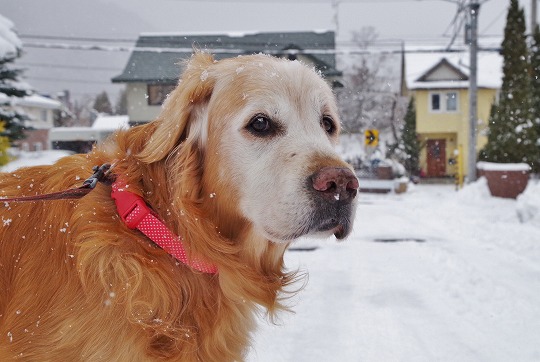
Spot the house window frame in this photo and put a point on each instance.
(157, 93)
(443, 101)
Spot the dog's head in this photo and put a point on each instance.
(256, 135)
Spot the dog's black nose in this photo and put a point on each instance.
(335, 183)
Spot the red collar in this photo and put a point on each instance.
(136, 214)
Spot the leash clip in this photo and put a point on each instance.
(100, 175)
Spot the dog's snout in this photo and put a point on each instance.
(335, 183)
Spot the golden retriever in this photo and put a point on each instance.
(239, 163)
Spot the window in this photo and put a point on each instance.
(451, 101)
(43, 115)
(435, 102)
(157, 93)
(443, 101)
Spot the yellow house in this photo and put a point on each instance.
(439, 83)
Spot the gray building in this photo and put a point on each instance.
(152, 70)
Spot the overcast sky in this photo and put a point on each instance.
(88, 72)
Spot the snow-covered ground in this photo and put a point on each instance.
(470, 291)
(462, 285)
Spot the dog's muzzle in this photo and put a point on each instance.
(333, 190)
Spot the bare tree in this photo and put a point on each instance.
(368, 99)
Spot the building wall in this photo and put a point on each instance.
(138, 108)
(452, 126)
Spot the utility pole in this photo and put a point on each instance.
(335, 8)
(474, 7)
(533, 16)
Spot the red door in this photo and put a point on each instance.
(436, 158)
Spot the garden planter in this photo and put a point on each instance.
(505, 179)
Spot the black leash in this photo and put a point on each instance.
(101, 174)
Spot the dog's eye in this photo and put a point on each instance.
(260, 125)
(328, 125)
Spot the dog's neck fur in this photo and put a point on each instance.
(250, 268)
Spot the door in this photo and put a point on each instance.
(436, 158)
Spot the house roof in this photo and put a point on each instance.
(33, 100)
(420, 70)
(156, 56)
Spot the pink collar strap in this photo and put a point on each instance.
(136, 214)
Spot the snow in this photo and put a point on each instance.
(34, 159)
(461, 284)
(33, 100)
(528, 204)
(110, 123)
(491, 166)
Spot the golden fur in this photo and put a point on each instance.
(76, 284)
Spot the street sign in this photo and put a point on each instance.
(371, 137)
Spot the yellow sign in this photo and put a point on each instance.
(371, 137)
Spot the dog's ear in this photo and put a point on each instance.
(174, 122)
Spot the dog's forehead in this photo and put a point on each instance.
(270, 80)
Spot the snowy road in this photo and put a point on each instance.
(469, 292)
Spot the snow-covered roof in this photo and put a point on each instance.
(418, 64)
(10, 43)
(107, 122)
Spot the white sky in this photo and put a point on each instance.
(89, 72)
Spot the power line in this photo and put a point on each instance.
(65, 66)
(71, 80)
(76, 38)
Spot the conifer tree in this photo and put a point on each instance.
(535, 86)
(511, 135)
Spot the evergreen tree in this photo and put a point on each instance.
(535, 85)
(511, 135)
(11, 121)
(102, 103)
(410, 144)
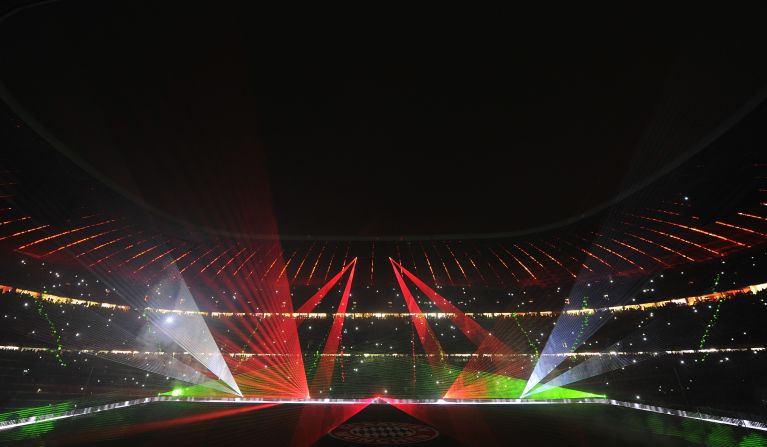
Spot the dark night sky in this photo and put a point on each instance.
(227, 117)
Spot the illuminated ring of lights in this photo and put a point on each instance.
(384, 433)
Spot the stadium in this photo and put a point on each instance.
(211, 238)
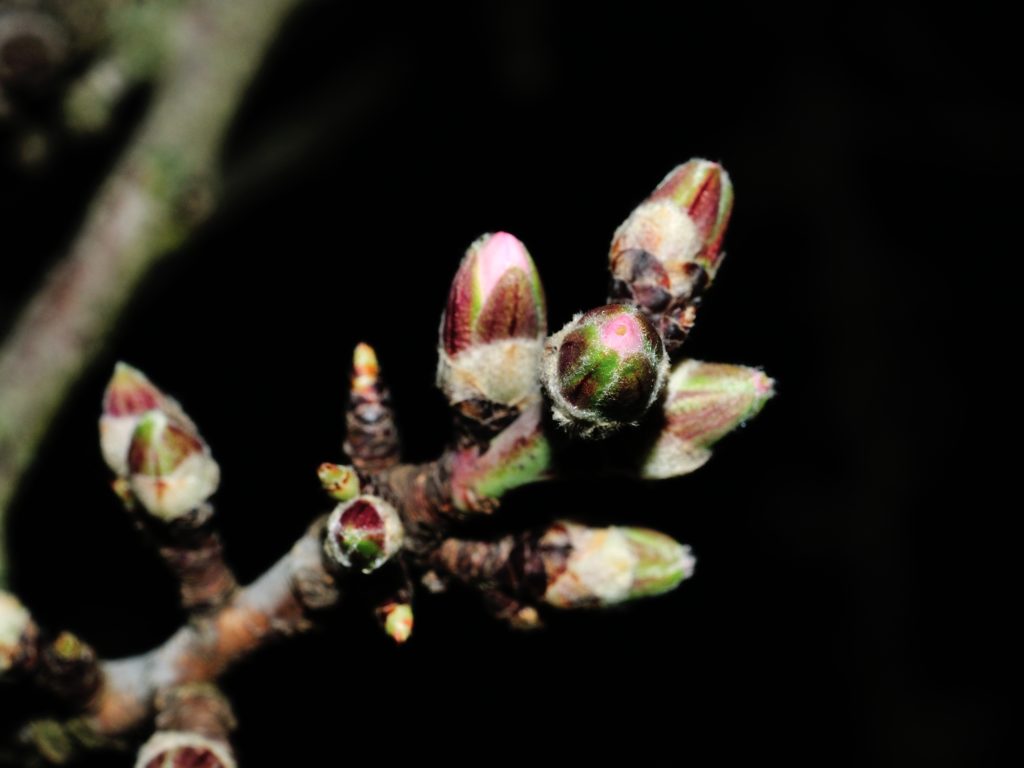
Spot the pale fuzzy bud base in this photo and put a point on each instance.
(115, 439)
(164, 741)
(599, 571)
(504, 372)
(174, 496)
(671, 457)
(394, 532)
(13, 624)
(584, 423)
(659, 227)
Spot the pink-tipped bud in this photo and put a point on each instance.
(494, 326)
(604, 369)
(183, 750)
(129, 394)
(171, 471)
(364, 534)
(596, 567)
(705, 401)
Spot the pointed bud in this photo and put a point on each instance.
(518, 456)
(596, 567)
(16, 630)
(364, 534)
(396, 620)
(128, 395)
(183, 750)
(604, 370)
(494, 326)
(705, 402)
(171, 470)
(340, 481)
(669, 250)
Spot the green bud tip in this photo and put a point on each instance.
(494, 326)
(705, 402)
(183, 750)
(595, 567)
(397, 621)
(171, 470)
(339, 480)
(364, 532)
(604, 369)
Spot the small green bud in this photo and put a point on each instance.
(704, 402)
(604, 370)
(596, 567)
(340, 481)
(364, 534)
(171, 470)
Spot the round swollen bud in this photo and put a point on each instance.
(494, 326)
(171, 471)
(704, 402)
(595, 567)
(339, 480)
(183, 750)
(604, 370)
(364, 534)
(15, 629)
(130, 394)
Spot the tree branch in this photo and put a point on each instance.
(158, 194)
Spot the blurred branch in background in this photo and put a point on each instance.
(200, 55)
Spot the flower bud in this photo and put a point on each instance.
(596, 567)
(183, 750)
(340, 481)
(669, 250)
(364, 534)
(494, 326)
(15, 628)
(128, 395)
(604, 369)
(171, 470)
(396, 620)
(705, 401)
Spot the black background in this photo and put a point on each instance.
(847, 607)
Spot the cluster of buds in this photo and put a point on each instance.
(604, 370)
(155, 449)
(492, 333)
(669, 250)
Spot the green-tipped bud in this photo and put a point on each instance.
(705, 401)
(15, 628)
(171, 470)
(604, 370)
(596, 567)
(364, 534)
(670, 248)
(494, 327)
(183, 750)
(340, 481)
(397, 621)
(128, 395)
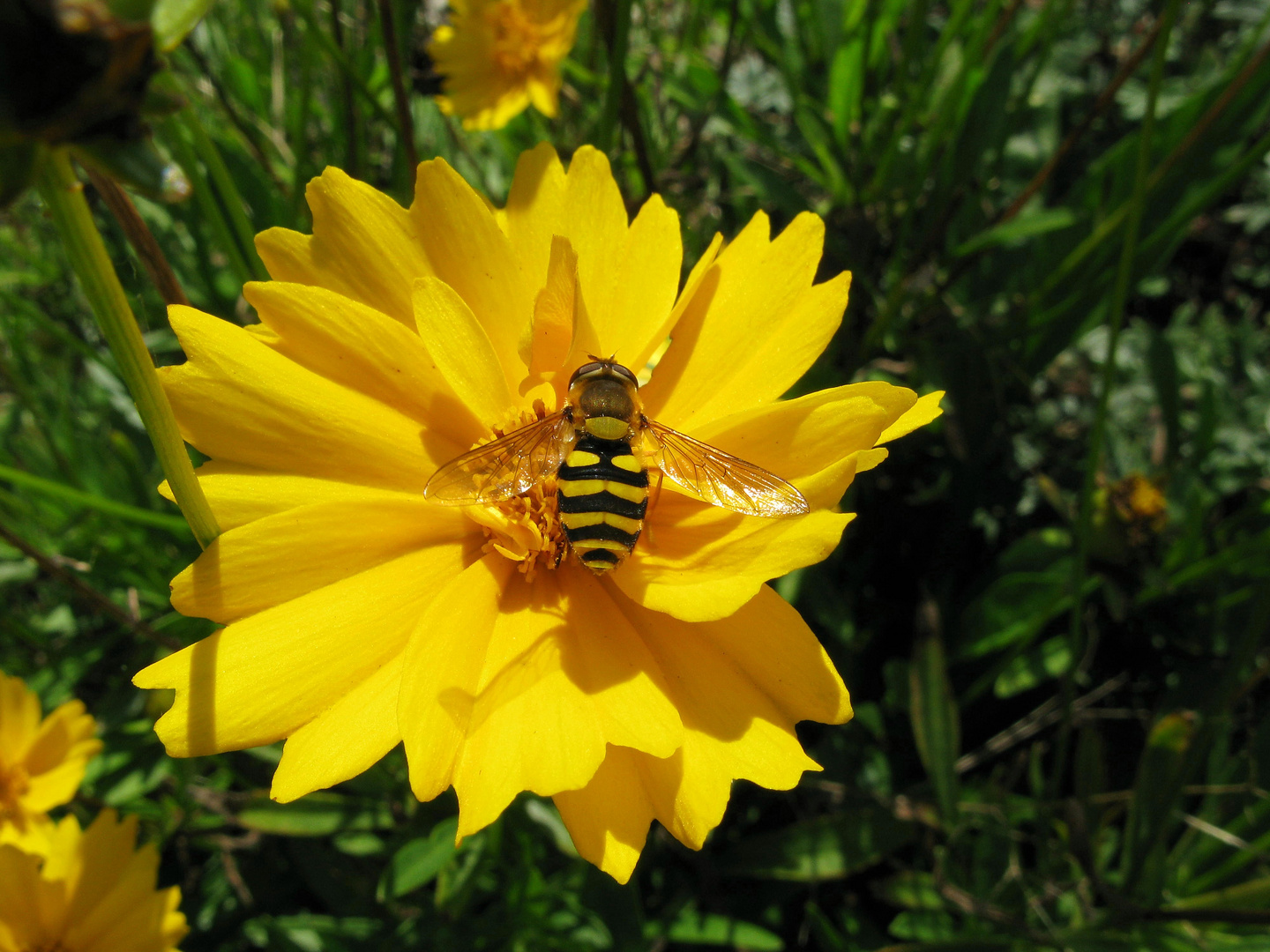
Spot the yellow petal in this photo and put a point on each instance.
(34, 837)
(690, 288)
(22, 894)
(288, 555)
(471, 254)
(346, 739)
(363, 247)
(263, 678)
(242, 494)
(549, 673)
(240, 401)
(925, 410)
(363, 349)
(554, 312)
(609, 818)
(594, 217)
(534, 210)
(442, 668)
(58, 755)
(464, 352)
(634, 310)
(19, 718)
(629, 274)
(698, 562)
(753, 326)
(739, 684)
(115, 902)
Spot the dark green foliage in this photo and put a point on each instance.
(1004, 786)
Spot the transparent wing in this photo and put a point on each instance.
(721, 479)
(505, 467)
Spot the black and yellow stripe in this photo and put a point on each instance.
(602, 495)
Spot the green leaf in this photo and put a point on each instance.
(1254, 894)
(1018, 230)
(1050, 659)
(911, 890)
(935, 718)
(825, 848)
(18, 165)
(1154, 796)
(136, 164)
(1162, 363)
(418, 862)
(695, 928)
(317, 815)
(173, 19)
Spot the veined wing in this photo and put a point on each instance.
(505, 467)
(721, 479)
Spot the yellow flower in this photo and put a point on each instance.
(498, 56)
(361, 614)
(41, 762)
(94, 894)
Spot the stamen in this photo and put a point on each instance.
(525, 528)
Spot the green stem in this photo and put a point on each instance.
(64, 195)
(1116, 322)
(616, 75)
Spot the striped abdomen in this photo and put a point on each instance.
(602, 494)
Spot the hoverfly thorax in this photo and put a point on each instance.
(602, 485)
(605, 395)
(600, 449)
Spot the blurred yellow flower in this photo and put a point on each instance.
(498, 56)
(92, 894)
(361, 614)
(41, 762)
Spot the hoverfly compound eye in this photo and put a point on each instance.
(583, 371)
(624, 372)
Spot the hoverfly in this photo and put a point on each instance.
(592, 447)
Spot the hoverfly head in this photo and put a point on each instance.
(605, 389)
(600, 368)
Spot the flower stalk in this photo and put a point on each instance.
(64, 195)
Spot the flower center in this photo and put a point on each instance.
(517, 38)
(525, 528)
(14, 784)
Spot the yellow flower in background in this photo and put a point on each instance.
(92, 894)
(498, 56)
(361, 616)
(42, 762)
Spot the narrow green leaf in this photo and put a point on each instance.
(173, 19)
(418, 862)
(1156, 791)
(1018, 230)
(825, 848)
(937, 724)
(1163, 376)
(79, 498)
(317, 815)
(695, 928)
(848, 86)
(1254, 894)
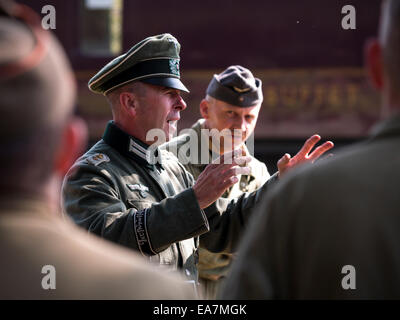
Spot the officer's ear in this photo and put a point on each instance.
(374, 63)
(71, 146)
(128, 103)
(204, 109)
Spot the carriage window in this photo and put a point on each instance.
(101, 27)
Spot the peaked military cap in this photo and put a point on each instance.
(237, 86)
(153, 60)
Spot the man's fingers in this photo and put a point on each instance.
(321, 150)
(308, 145)
(284, 160)
(241, 161)
(233, 172)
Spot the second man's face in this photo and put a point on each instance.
(160, 109)
(240, 121)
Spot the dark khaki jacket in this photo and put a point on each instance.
(116, 193)
(344, 211)
(213, 266)
(33, 238)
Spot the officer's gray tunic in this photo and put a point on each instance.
(114, 192)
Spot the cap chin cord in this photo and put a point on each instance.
(38, 52)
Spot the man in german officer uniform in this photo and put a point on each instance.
(231, 105)
(126, 190)
(44, 255)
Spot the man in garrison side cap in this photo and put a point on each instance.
(230, 109)
(125, 189)
(43, 255)
(332, 231)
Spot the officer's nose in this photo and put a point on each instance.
(180, 104)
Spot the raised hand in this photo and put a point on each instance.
(286, 162)
(220, 175)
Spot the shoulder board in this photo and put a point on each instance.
(97, 158)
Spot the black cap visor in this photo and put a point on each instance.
(166, 82)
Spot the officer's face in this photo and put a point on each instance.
(221, 115)
(160, 109)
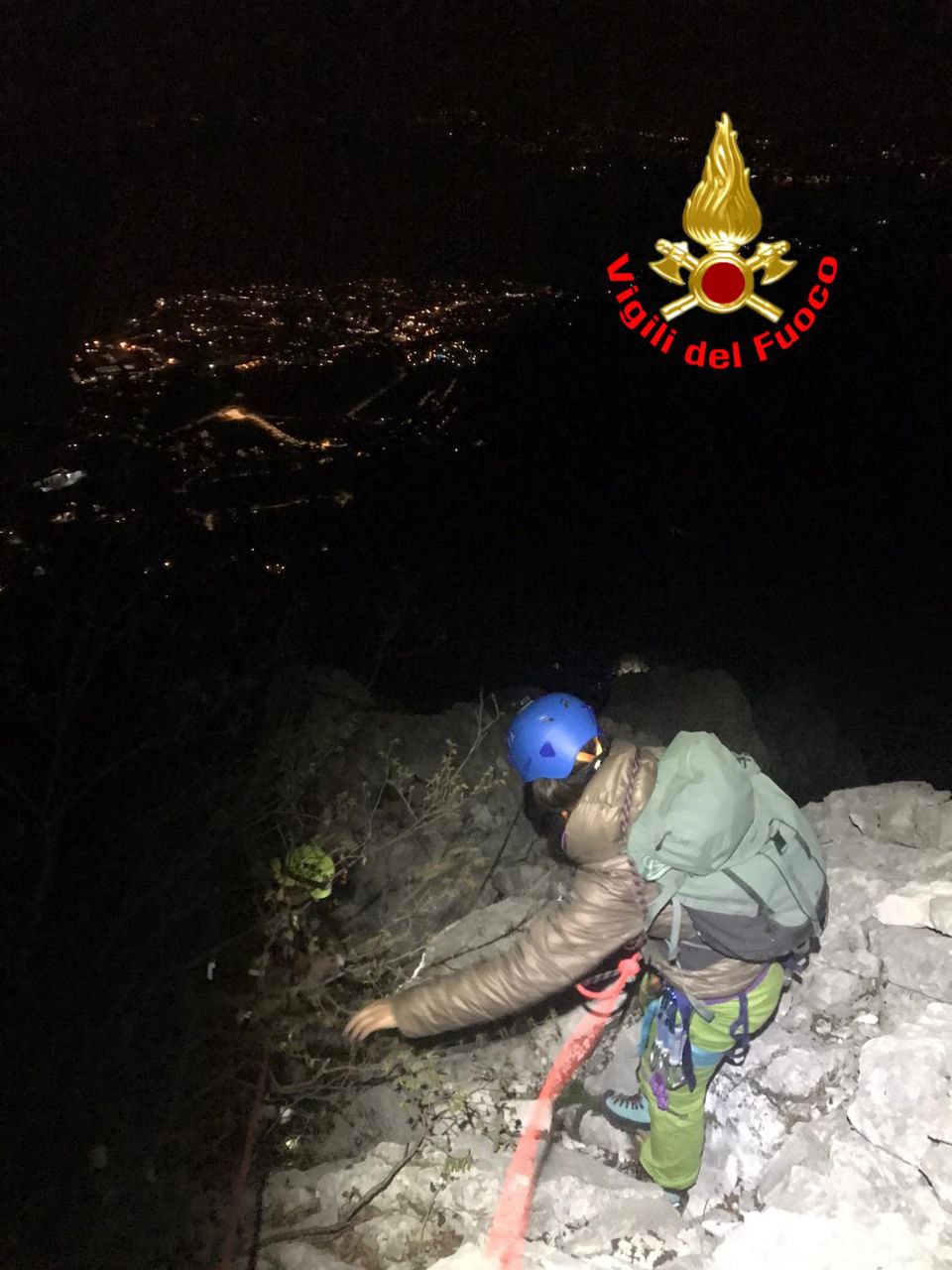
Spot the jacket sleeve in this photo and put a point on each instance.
(556, 951)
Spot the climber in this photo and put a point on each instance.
(689, 851)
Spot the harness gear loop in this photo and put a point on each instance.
(740, 1034)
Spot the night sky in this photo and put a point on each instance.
(787, 521)
(104, 211)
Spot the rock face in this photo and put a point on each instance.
(830, 1148)
(809, 756)
(658, 703)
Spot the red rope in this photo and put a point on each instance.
(512, 1218)
(234, 1214)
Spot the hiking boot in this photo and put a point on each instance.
(629, 1111)
(678, 1201)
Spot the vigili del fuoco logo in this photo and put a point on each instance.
(722, 216)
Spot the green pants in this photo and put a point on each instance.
(673, 1148)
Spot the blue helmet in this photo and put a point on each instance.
(547, 734)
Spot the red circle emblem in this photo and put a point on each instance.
(722, 282)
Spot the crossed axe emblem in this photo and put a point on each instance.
(731, 285)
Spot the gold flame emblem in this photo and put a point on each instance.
(722, 214)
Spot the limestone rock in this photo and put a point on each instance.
(789, 1241)
(912, 905)
(915, 959)
(902, 1097)
(664, 702)
(910, 813)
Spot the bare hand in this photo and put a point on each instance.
(373, 1017)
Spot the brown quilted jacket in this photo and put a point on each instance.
(606, 911)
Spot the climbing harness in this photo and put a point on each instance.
(669, 1058)
(508, 1230)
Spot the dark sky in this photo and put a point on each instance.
(100, 213)
(833, 68)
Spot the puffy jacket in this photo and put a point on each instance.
(606, 911)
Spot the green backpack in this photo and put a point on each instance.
(721, 839)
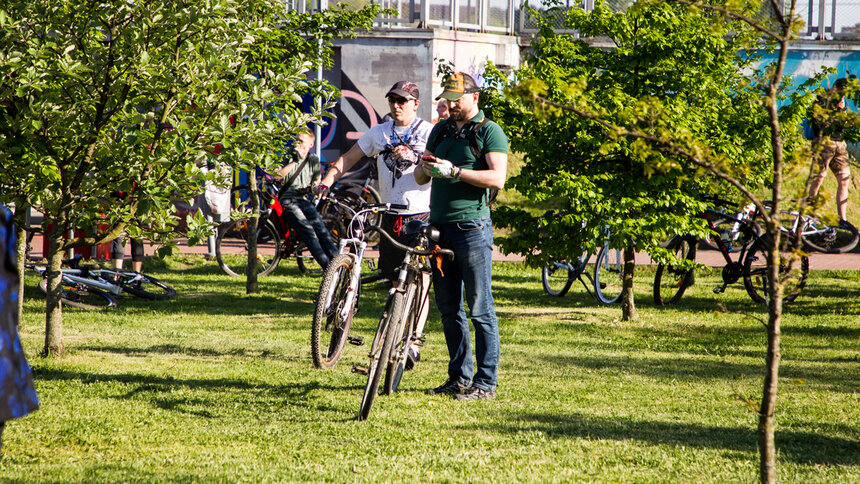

***

## WHAT IS BEING ASKED:
Copy the entries from the line that contains "Spot the narrow" through the line that contains "(678, 1201)", swapping "officer's" for "soldier's" and leaving everything else unchanged. Leave the pictures out.

## COMPLETE OUTPUT:
Spot the narrow green leaf in this photo and put a point on each instance.
(173, 19)
(418, 862)
(1156, 791)
(1018, 230)
(825, 848)
(937, 724)
(1163, 376)
(79, 498)
(317, 815)
(695, 928)
(848, 86)
(1254, 894)
Spot the soldier's ear in this photo and put a point on each instance.
(374, 63)
(71, 146)
(128, 103)
(204, 109)
Spot the carriage window in this photo and put a point on each instance.
(101, 27)
Spot the peaked military cap in this photo and put a point on each instance.
(237, 86)
(153, 60)
Spot the man's fingers in this photo and put a point on each instance.
(321, 150)
(308, 145)
(284, 160)
(241, 161)
(233, 172)
Spot the second man's face in this photo and put a point on each instance.
(160, 109)
(240, 121)
Spot the dark khaki jacket in this photo and put a point on each instance.
(116, 193)
(344, 211)
(213, 266)
(33, 238)
Spot the soldier's gray tunic in this photo and put a point on each instance.
(114, 192)
Spot the cap chin cord in this photo and put a point on each instance.
(38, 52)
Spot the man in german officer uniform in this photo and put a point on each instance.
(231, 105)
(126, 190)
(44, 255)
Spot the man in garrison side cap in this photo and put a point on each instance.
(230, 109)
(125, 189)
(43, 255)
(332, 231)
Spot the soldier's nose in this photo and put a point on each instance.
(180, 104)
Spot the raised hand in this photo and put a point on each instance.
(286, 162)
(220, 175)
Spot the shoulder board in this photo and put a point on each instance.
(97, 158)
Spot the black cap visor in this photo and put a point on each instance.
(166, 82)
Spot the soldier's face in this photo and put a point on each instance.
(221, 115)
(160, 109)
Spot the jacket sleeve in this photo and put a point on each instance.
(556, 951)
Spot the climber in this photo and put a point on each instance.
(689, 851)
Spot the harness gear loop in this photo and put a point on each instance.
(740, 1034)
Spot the night sky in this photo and put a point on each instance.
(787, 521)
(104, 211)
Spot the rock face in this photo and put a point on each instance.
(830, 1148)
(809, 756)
(658, 703)
Spot the red rope in this photo and put a point on each instance.
(512, 1218)
(234, 1214)
Spot the hiking boot in this photo and put a point on each instance.
(629, 1111)
(678, 1201)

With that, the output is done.